EXTRAIT DU TEXTE:
---------------
On y trouve aussi les documents, les preuves incontestables de la dénonciation dans la population bordelaise de l'esprit antisémite, raciste du gouvernement Pétain et de sa haute administration. Comment le secrétaire général de la Préfecture régionale, troisième personnage de cette administration, peut-il prétendre aujourd'hui ne pas avoir eu connaissance de cette agitation et de sa répression ? La vraie Résistance, pas celle des salons préfectoraux, celle qui travaillait à faire connaître les horreurs du nazisme, l'a payé très cher. J'ai appris à Hirchberg que mon beau-frère Roger Allo avait été fusillé, que mes camarades de combat étaient arrêtés, internés, déportés par milliers, tout comme les Juifs, sinon vers les fours crématoires, tout au moins pour certains vers des camps d'extermination prévus par la directive "Nacht und Nehel" comme Meyroune et un certain nombre d'autres.
M. Papon avait aussi la responsabilité d'organiser les convois de résistants quittant Bordeaux. La question est posée. En tout cas - et mes camarades gaullistes, les vrais, ceux de l'ORA, de l'ARMEE SECRETE du BCRA et autres réseaux clandestins de renseignements - ne seront certainement pas choqués lorsque j'affirmerai que sans l'activité de la Résistance populaire à la trahison de Munich et aux milliers de journaux et de tracts qui surgirent de celle-ci en se diversifiant peu à peu, la Résistance dans sa globalité ne serait pas devenue ce qu'elle devint à la Libération, les divisions de soldats nécessaires pour chasser l'envahisseur du territoire national. Parler des services rendus par la Préfecture paponesque à la Résistance est une véritable insulte car en face se dressent les 300 fusillés de Souge, les déportés, les internes et les souffrances du pays tout entier. J'ai passé la frontière - 4e évasion - à Elfringen le 27 mai 1944 et rejoint aussitôt la Résistance armée, la vraie Résistance de libération. Je n'en dirai rien sinon que lorsque j'entendis le cheminot appeler la gare en français, j'ai failli éclater en sanglots quoique je ne sois pas très émotif. Pour le reste, je crois avoir rempli les responsabilités qui m'ont été confiées. J'ai fait mon devoir sans plus. Bordeaux à la Libération Je suis revenu à Bordeaux aux alentours du 1er janvier 1945, donc 4 mois après le retrait des troupes d'occupation pour y découvrir les ravages de la collaboration pétainiste ainsi que les terribles saignées dont avaient été victimes mes camarades et la Résistance tout entière. Tout avait été pourri par vous M. Papon et vos acolytes, dans la ligne même de Dhose et de Grandclément, osant envoyer au Général De Gaulle des émissaires pour lui proposer un renversement des alliances démocratiques dans la guerre.
---------------
ÉNONCÉ DE L'EXERCICE:
Modifiez l'extrait sur la Résistance bordelaise en remplaçant "fusillé" par "exécuté". Donnez ensuite le passage qui commence à "On y trouve" et se termine à "certain nombre d'autres.".

DONNÉES ENREGISTRÉES:
---------------
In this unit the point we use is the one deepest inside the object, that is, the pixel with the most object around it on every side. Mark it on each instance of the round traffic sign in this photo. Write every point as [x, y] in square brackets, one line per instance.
---------------
RÉPONSE ATTENDUE:
On y trouve aussi les documents, les preuves incontestables de la dénonciation dans la population bordelaise de l'esprit antisémite, raciste du gouvernement Pétain et de sa haute administration. Comment le secrétaire général de la Préfecture régionale, troisième personnage de cette administration, peut-il prétendre aujourd'hui ne pas avoir eu connaissance de cette agitation et de sa répression ? La vraie Résistance, pas celle des salons préfectoraux, celle qui travaillait à faire connaître les horreurs du nazisme, l'a payé très cher. J'ai appris à Hirchberg que mon beau-frère Roger Allo avait été exécuté, que mes camarades de combat étaient arrêtés, internés, déportés par milliers, tout comme les Juifs, sinon vers les fours crématoires, tout au moins pour certains vers des camps d'extermination prévus par la directive "Nacht und Nehel" comme Meyroune et un certain nombre d'autres.